Text to read.
##########

Whistleblower Policy / Vigil Mechanism broadly covers a detailed process for reporting, handling and investigation of fraudulent
activities and providing necessary protection to the employees who report such fraudulent activities / unethical behaviour.

The policy is available on the website of the Company viz http://www.abhishekcorporation.com/vigil%20machanism%20policy.pdf No
complaints, issues or concerns were received by the Company under Code of Conduct and Whistle Blower Policy during FY 2023-24.

STATUTORY AUDITOR

In accordance with Section 139 of the Companies Act, 2013, the Members of the Company in its 28th Annual General Meeting, held on
30th September, 2021 have appointed M/S ARNA Associates, Chartered Accountants, Kolhapur (Registration No.122293W) as the
Statutory Auditors of the Company to hold office till the conclusion of the 33rd Annual General Meeting of the Company. The provisions
relating to ratification of the appointment of the Statutory Auditors has been removed vide Companies Amendment Act, 2017.

However, the Statutory Auditors have given a confirmation that they are eligible to continue with their appointment and that they
have not been disqualified in any manner from continuing as Statutory Auditor.

SECRETARIAL AUDITOR AND SECRETARIAL REPORT

Pursuant to the provisions of Section 204 of the Companies Act, 2013 and the Companies (Appointment and Remuneration of
Managerial Personnel) Rules, 2014, the Board, at its meeting held on 29th May 2023 has appointed M/s Shrenik Nagaonkar &
Associates, Practicing Company Secretaries, Kolhapur to conduct a secretarial audit of the Company for the financial year 2023-24.
The Report of the Secretarial Audit carried out for the financial year 2023-24 is annexed herewith as
Annexure- II

INTERNAL AUDITOR

Pursuant to the provisions of Section 138 of the Companies act 2013 read with Companies (Accounts) Rules, 2014, the board on
recommendation of the Audit committee, reappointed Mr. Nilesh R. Kothari, Chartered Accountant, Kolhapur as the Internal Auditor
of the Company. The Management regularly reviews the findings of the Internal Auditor and effective steps to implement any
suggestions/observations of the Internal Auditors are taken and monitored regularly. In addition, the Audit Committee of the Board
regularly addresses significant issues raised by the Internal Auditor.

INTERNAL FINANCIAL CONTROL

The company has in place Internal Financial Control system, commensurate with size & complexity of its operations to ensure proper
recording of financial and operational information & compliance of various internal controls & other regulatory & statutory
compliances. Internal Auditors'' comprising of professional Chartered Accountants monitor & evaluate the efficacy of Internal
Financial Control system in the company, its compliance with operating system, accounting procedures & policies at all the locations
of the company. Based on their report of Internal Audit function, corrective actions in the respective area are undertaken & controls
are strengthened. Significant audit observations & corrective action suggested are presented to the Audit Committee.

##########

Provided data.
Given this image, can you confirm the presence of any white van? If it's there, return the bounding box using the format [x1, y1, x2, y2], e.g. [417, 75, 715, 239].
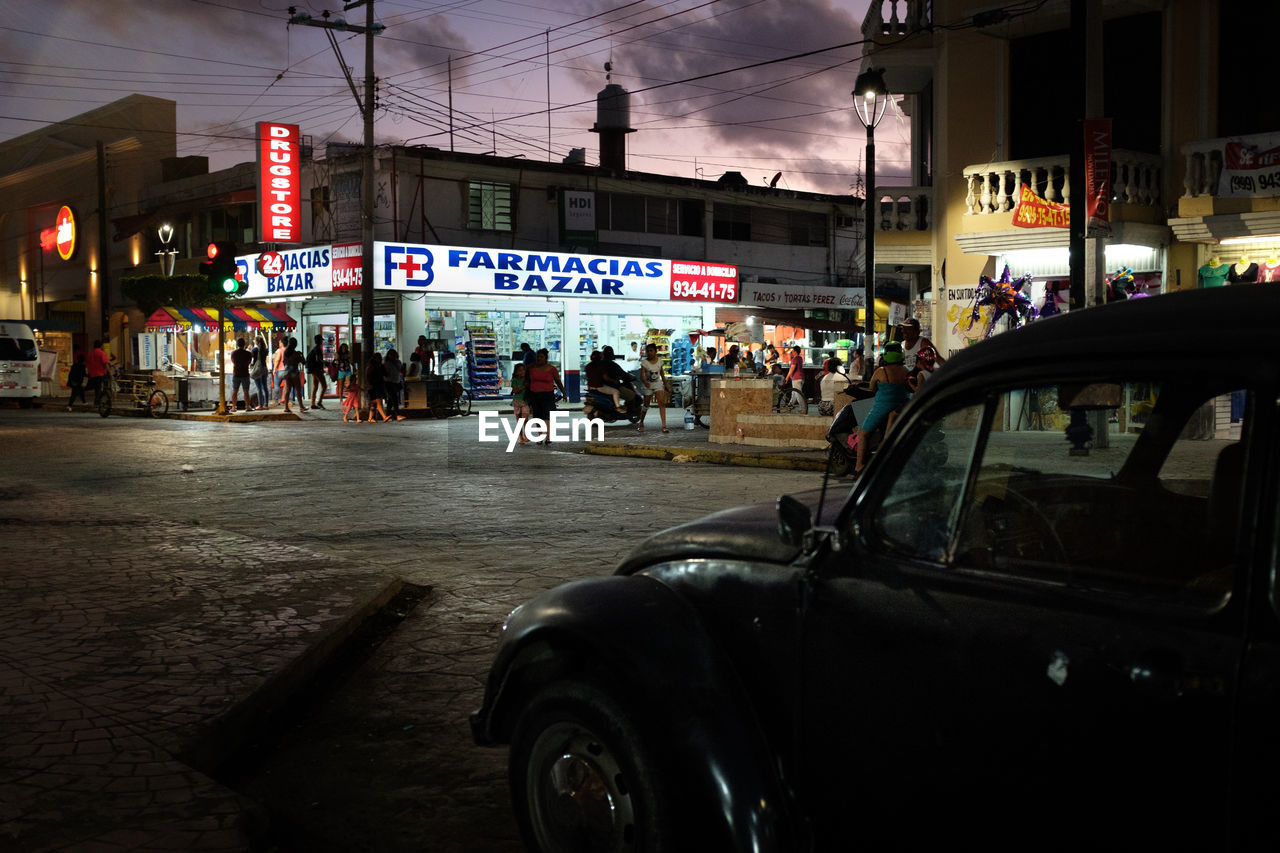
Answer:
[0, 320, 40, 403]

##########

Written problem.
Reproduce, word for word, the stretch of the report text from "The Report of" through "the Internal Auditor.". Work only from the report text and set the material aside.

Solved exercise.
The Report of the Secretarial Audit carried out for the financial year 2023-24 is annexed herewith as
Annexure- II

INTERNAL AUDITOR

Pursuant to the provisions of Section 138 of the Companies act 2013 read with Companies (Accounts) Rules, 2014, the board on
recommendation of the Audit committee, reappointed Mr. Nilesh R. Kothari, Chartered Accountant, Kolhapur as the Internal Auditor
of the Company. The Management regularly reviews the findings of the Internal Auditor and effective steps to implement any
suggestions/observations of the Internal Auditors are taken and monitored regularly. In addition, the Audit Committee of the Board
regularly addresses significant issues raised by the Internal Auditor.